SHORT TASK
Rewrite the listing below, swapping every "dome roof" for "domed roof" and keeping everything else unchanged. Omit the pictures from your answer.

RECORDED DATA
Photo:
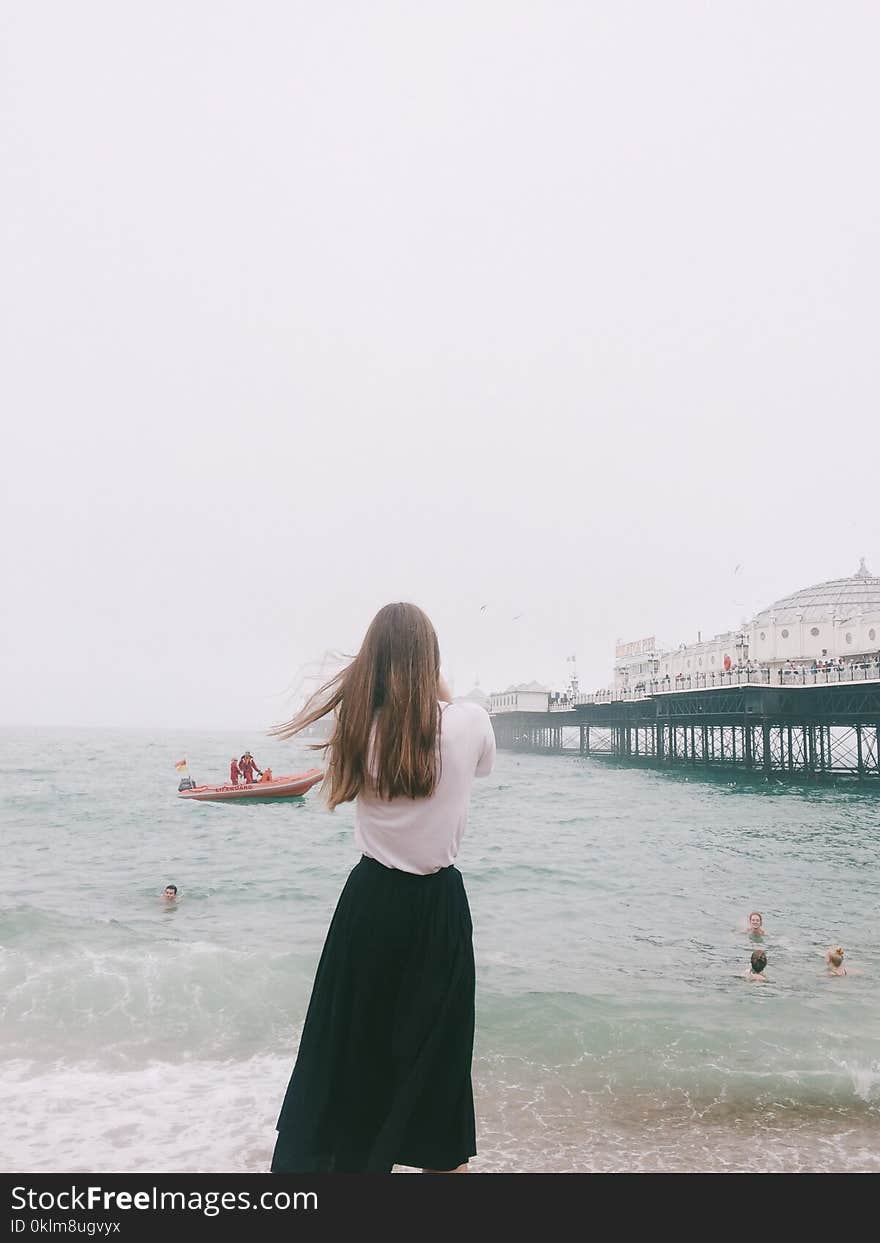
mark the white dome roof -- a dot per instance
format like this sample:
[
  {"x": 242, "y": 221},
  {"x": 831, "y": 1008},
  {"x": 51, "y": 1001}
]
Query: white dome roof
[{"x": 844, "y": 598}]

TASK RESULT
Photo:
mark the white domed roof -- a dot per instance
format like this sample:
[
  {"x": 242, "y": 221},
  {"x": 831, "y": 1008},
  {"x": 51, "y": 1001}
]
Query: white domed roof
[{"x": 844, "y": 598}]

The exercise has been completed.